» **Source records**
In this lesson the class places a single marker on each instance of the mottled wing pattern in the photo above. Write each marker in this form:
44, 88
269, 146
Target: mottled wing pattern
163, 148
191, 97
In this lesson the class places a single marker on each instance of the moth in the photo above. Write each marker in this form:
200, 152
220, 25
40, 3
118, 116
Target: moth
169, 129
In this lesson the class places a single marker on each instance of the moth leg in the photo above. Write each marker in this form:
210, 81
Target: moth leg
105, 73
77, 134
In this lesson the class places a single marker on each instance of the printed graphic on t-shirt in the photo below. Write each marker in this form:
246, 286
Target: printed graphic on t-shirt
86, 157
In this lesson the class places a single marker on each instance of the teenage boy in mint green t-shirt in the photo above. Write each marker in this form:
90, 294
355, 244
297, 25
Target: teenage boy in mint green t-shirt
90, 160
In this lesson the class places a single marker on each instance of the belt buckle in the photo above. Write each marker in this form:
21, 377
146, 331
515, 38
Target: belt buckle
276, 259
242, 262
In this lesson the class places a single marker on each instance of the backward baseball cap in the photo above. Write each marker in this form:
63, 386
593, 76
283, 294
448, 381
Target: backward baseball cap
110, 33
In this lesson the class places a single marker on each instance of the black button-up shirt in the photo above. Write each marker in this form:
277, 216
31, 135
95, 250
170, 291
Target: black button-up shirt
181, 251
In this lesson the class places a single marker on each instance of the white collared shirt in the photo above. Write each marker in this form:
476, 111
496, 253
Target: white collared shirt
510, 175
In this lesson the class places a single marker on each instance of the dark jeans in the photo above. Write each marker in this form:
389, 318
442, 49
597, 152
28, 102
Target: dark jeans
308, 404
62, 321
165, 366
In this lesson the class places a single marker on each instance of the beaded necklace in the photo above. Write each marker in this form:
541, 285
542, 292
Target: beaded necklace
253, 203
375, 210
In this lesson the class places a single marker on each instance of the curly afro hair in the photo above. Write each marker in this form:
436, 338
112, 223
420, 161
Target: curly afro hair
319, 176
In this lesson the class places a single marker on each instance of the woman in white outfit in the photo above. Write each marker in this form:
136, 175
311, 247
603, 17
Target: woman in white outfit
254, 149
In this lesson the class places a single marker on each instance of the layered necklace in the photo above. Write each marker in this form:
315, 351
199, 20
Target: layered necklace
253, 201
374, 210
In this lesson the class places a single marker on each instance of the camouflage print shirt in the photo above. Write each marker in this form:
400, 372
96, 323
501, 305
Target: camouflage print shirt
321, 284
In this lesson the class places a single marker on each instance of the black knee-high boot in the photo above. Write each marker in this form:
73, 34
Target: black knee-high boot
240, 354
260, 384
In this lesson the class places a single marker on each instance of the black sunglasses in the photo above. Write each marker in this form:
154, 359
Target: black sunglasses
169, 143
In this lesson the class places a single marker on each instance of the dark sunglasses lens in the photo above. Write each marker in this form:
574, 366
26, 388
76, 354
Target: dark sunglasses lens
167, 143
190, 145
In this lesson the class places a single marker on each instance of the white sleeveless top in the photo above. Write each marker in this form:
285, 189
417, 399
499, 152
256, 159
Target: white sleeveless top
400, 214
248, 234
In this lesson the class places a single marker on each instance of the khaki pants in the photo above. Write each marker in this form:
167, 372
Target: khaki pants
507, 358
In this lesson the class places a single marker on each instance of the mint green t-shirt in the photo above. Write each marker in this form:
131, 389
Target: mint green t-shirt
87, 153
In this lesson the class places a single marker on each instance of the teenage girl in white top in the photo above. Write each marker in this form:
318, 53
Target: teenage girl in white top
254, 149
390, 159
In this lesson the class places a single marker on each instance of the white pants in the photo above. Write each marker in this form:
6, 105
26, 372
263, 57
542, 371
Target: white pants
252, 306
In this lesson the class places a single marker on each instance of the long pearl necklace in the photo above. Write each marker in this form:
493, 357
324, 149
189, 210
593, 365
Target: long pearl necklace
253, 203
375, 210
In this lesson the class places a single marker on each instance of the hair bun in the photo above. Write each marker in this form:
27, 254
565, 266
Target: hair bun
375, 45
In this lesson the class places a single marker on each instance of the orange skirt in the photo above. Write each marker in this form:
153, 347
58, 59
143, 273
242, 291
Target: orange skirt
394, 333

» **Problem requirements**
Take the entries and copy them out exactly.

» **Result**
In this lesson the class places a single marker on each instance of the mottled wing pattern in the photo above. Write each marker in this form:
44, 88
269, 146
Target: mottled wing pattern
163, 148
191, 97
In this lesson the class places a single marker on each instance of the moth in the photo above. Write each marker in this form:
200, 152
220, 25
40, 3
118, 116
Target: moth
169, 129
In this lesson the class places a single marker on each instance of the moth leg in the photo above. Write each marker in this form:
210, 81
Target: moth leg
105, 73
77, 134
In this lesson the class places a single marker on each instance of the printed graphic on t-shirt in the photo below. Write each marker in this form:
246, 286
Target: printed graphic on t-shirt
86, 157
In this lesson the class places a single marker on each instance of the teenage boy in mint green t-shirt in the photo above. Write each marker in this form:
90, 294
355, 244
297, 25
Target: teenage boy in mint green t-shirt
90, 160
In this lesson the class places a single marker on each instance of the belt buckle in the photo above. Write each marker in this form:
21, 377
146, 331
515, 38
Target: belt buckle
276, 259
242, 262
In this lesson the class places a single marker on each instance of the backward baseball cap in the photo above. Write each marker in this form:
63, 386
593, 76
283, 294
448, 381
Target: backward baseball cap
110, 33
In this lesson the class places a single marker on each instance of the black button-up shirt in the photo above. Write each marker in this form:
277, 216
31, 135
95, 250
170, 291
Target: black button-up shirt
181, 251
In this lesson the class places a single marker on each instance of the white collared shirt in the photo above. Write each marker in this form:
476, 111
496, 253
Target: white collared shirt
510, 175
In this lesson the class places a single marker on each instance of the dark jeans in the photo above. Write each marker in this form:
389, 318
442, 49
597, 152
28, 102
Target: dark jeans
308, 404
62, 321
165, 366
In this lesson the class places a single marker on each instance of the beaded necklace in the photo above. Write each marker in this form:
541, 285
542, 292
Target: beaded necklace
253, 203
375, 210
In this lesson the class places a single marker on each instance of the curly afro hair in the photo above. Write each marker in this form:
436, 338
112, 223
420, 161
Target: curly afro hair
319, 176
In this lesson the class places a single marker on each instance of the woman in white outfit in the photo above. Write each marker in this form:
136, 175
311, 247
603, 17
Target: woman in white outfit
254, 149
In this lesson the class places a single marker on each instance of the layered necklace in the photo above. Write each marker in this form:
315, 351
199, 20
Target: layered necklace
253, 201
374, 210
In this lesson the class places a single marker on each instance of the camouflage print shirt in the photo above. Write each marker in this form:
400, 372
96, 323
501, 305
Target: camouflage print shirt
321, 284
In this lesson the class places a single marker on each instance of the black knee-high boot in the photo above. Write each marker in this form:
73, 34
Target: black knee-high boot
240, 354
260, 384
In this lesson the class places a single marker on each instance of the black sunglasses in the photo above. Write each marker in this form:
154, 359
Target: black sunglasses
169, 143
In this lesson the class places a single marker on each instance of the dark sunglasses lens in the photo above. Write each marker in this form:
574, 366
26, 388
76, 354
Target: dark sunglasses lens
167, 143
190, 145
In this lesson the class places a single marker on each instance of the white sleeveless top in the photo above. Write each marker in this form:
285, 189
417, 399
499, 152
256, 159
Target: white sleeveless top
400, 214
248, 234
In this lesson the class places a single marker on each instance of the khaki pants in the photo above. Write each marker in this form:
167, 372
Target: khaki pants
507, 358
In this lesson the class places a single marker on each instance of the mint green t-shirt in the photo above. Write each marker in this form:
131, 389
Target: mint green t-shirt
87, 153
In this lesson the class places a single marker on each instance of the teenage girl in white top in the photo above. Write each marker in this form:
318, 53
Target: teenage girl in white top
254, 149
390, 159
In this lesson the class places a single marker on each instance of the white pants in the photo above. Write each marker in this form:
6, 105
26, 372
263, 57
542, 371
Target: white pants
252, 306
In this lesson the class places a single marker on each instance of the long pearl necklace in the photo above. Write each marker in this form:
493, 357
324, 149
189, 210
593, 365
Target: long pearl necklace
253, 203
375, 210
In this lesson the class places a single marker on each instance of the hair bun in the photo above. Write each marker in this form:
27, 254
565, 266
Target: hair bun
375, 45
In this lesson the class places a single marker on each instance of the orange skirt in the photo above. Write each marker in this form:
153, 347
58, 59
143, 273
242, 291
Target: orange skirt
394, 333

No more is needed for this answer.